# Excerpt to read:
----------------------------------------
The Pittsburgh Press (October 3, 1946)
Denny: Nazis’ victims
By Ludwell Denny
BELSEN, Germany – Eleven thousand Jews in the refugee center here, near the dismantled Nazi slaughter camp, are more interested in what becomes of themselves than in the fate of the Nuernberg criminals.
As long as they are homeless and hopeless, and as long as anti-Semitism increases throughout the world, they will feel that Nazism is partly victorious regardless of Allied military success and the Nuernberg sentences.
These 11,000 constitute about two-thirds of all Jews left in the British zone, but officially there are 130,000 in the United States zone and 35,000 more in Austria. The total for the two countries is believed nearer 250,000.
The influx of new Jewish refugees, chiefly into the American zone, averaged about 1000 daily for six weeks following the July pogrom in Kielce, Poland, but is now about 500 daily.
Upwards of 100,000 more probably will get through from Eastern Europe during this fall and winter.
----------------------------------------
# Input for this task:
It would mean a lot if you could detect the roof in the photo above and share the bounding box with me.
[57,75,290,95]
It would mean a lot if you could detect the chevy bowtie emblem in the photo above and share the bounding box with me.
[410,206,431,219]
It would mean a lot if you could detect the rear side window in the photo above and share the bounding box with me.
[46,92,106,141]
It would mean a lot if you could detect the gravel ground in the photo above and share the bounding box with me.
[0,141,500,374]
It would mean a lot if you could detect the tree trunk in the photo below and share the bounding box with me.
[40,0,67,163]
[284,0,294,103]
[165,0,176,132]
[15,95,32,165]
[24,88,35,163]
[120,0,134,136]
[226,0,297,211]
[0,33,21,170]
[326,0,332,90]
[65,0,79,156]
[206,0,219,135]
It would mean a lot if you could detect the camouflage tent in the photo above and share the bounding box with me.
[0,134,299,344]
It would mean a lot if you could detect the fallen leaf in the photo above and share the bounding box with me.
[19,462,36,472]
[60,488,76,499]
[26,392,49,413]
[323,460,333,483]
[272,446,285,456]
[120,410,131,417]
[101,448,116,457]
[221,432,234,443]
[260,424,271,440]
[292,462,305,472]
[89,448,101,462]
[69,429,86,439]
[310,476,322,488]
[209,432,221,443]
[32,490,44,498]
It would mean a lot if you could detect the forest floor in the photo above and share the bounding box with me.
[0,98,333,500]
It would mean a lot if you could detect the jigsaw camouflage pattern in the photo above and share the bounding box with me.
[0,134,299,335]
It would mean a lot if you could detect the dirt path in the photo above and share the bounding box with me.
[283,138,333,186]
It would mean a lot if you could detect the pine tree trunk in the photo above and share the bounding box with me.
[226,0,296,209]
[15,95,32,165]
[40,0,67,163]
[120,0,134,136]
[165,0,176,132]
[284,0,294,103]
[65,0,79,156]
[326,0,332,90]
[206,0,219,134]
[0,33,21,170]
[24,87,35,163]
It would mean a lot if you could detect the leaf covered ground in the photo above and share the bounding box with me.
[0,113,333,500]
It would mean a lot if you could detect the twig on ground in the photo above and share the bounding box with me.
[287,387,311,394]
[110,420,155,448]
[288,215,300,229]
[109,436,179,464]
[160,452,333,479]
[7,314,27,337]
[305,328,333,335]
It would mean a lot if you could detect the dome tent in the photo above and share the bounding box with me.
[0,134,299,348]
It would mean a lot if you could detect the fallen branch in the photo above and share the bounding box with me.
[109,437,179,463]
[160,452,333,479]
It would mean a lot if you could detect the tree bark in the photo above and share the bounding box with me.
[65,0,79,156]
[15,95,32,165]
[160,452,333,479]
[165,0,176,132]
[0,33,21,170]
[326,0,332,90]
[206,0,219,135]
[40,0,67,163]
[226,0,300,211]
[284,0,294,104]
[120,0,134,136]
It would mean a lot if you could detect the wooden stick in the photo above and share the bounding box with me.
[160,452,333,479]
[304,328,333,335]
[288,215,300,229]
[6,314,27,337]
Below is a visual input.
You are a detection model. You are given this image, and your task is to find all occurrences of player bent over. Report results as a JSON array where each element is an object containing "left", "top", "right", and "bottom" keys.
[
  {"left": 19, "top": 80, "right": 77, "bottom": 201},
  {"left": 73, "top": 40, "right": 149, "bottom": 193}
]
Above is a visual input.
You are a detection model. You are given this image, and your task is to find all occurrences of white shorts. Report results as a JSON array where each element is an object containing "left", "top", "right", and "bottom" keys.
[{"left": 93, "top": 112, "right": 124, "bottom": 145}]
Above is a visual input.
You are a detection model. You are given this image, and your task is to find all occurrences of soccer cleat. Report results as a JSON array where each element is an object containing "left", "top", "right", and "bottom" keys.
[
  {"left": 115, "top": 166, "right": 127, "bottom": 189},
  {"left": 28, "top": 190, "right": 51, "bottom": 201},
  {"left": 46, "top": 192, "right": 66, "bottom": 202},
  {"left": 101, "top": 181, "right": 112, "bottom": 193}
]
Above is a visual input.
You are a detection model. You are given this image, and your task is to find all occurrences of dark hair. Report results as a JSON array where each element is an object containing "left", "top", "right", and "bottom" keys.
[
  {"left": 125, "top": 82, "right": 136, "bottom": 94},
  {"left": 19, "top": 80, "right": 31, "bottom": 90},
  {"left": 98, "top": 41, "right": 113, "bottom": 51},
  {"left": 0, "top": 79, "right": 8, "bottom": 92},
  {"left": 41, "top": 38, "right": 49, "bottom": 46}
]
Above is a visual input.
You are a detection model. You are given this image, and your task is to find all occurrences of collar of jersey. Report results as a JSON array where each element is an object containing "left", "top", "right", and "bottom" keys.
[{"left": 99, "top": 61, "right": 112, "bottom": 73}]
----------------------------------------
# What is asked:
a - Do these statements agree with the article on Jewish refugees at Belsen? (i) The refugee center at Belsen holds eleven thousand Jews. (ii) New Jewish refugees are still arriving at about 1000 a day. (iii) Officially there are 35,000 Jews in the United States zone. For each, answer yes or no and quote the words of the article that decide it.
b - Can you quote the lines of the records starting at the line containing "It would mean a lot if you could detect the wooden" and ending at the line containing "[6,314,27,337]", both included, and nothing else?
The records have nothing to do with the news article about Jewish refugees.

# Worked solutions:
a -
(i) Yes: "Eleven thousand Jews in the refugee center here"
(ii) No: "but is now about 500 daily."
(iii) No: "officially there are 130,000 in the United States zone and 35,000 more in Austria."

b -
It would mean a lot if you could detect the wooden stick in the photo above and share the bounding box with me.
[160,452,333,479]
[304,328,333,335]
[288,215,300,229]
[6,314,27,337]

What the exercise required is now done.